> Data provided:
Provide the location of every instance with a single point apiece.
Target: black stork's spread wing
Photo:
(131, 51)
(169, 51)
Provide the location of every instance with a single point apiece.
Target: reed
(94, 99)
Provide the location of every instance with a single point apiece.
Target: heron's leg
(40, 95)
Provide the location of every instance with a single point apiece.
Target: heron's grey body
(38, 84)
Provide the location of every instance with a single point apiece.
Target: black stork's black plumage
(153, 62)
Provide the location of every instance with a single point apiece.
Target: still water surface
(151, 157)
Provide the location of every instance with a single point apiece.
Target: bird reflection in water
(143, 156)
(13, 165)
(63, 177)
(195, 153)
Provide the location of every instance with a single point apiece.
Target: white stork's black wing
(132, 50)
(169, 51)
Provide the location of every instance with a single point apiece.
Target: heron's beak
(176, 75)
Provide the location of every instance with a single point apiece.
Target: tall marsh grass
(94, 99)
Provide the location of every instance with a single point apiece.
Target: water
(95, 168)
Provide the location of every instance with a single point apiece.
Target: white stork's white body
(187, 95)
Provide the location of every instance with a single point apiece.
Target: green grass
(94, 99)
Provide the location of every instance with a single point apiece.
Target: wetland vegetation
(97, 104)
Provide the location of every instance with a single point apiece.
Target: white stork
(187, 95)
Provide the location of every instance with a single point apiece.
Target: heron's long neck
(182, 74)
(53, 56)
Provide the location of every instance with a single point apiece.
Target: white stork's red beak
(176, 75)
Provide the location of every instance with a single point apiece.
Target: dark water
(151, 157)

> Task objective: Transcribe the records in full, so that each line reads exactly as before.

> Response to the exercise:
Provide the location of every instance with a single point apiece.
Target: black stork's spread wing
Photo:
(131, 51)
(169, 51)
Provide the location of every instance with a single point apiece.
Target: reed
(94, 99)
Provide the location of every instance with a single point apiece.
Target: heron's leg
(40, 95)
Provide the location of every instance with a single point apiece.
Target: heron's grey body
(38, 84)
Provide the location of every instance with a single point apiece.
Target: black stork's black plumage
(153, 62)
Provide the location of every instance with a single point apiece.
Target: still water surface
(151, 157)
Provide the location of every instance with a single point apiece.
Target: bird reflection in water
(143, 156)
(13, 165)
(63, 177)
(195, 153)
Provide the location of every instance with a single point apiece.
Target: white stork's black wing
(132, 50)
(169, 51)
Provide the location of every instance with a single point apiece.
Target: heron's beak
(176, 75)
Provide the location of every instance with a single point apiece.
Target: tall marsh grass
(94, 99)
Provide the location of every instance with a single point apiece.
Target: water
(95, 168)
Provide the location of every instance with a single point apiece.
Target: white stork's white body
(187, 95)
Provide the location of every instance with a single point apiece.
Target: green grass
(94, 99)
Provide the location of every instance with a single point apiece.
Target: wetland vegetation
(97, 104)
Provide the location of every instance with a single point apiece.
Target: white stork
(187, 95)
Provide the location of every instance with a single point apiece.
Target: heron's long neck
(182, 74)
(53, 56)
Provide the location of every instance with a single point apiece.
Target: white stork's red beak
(176, 75)
Provide the location of every instance with a single point apiece.
Target: dark water
(151, 157)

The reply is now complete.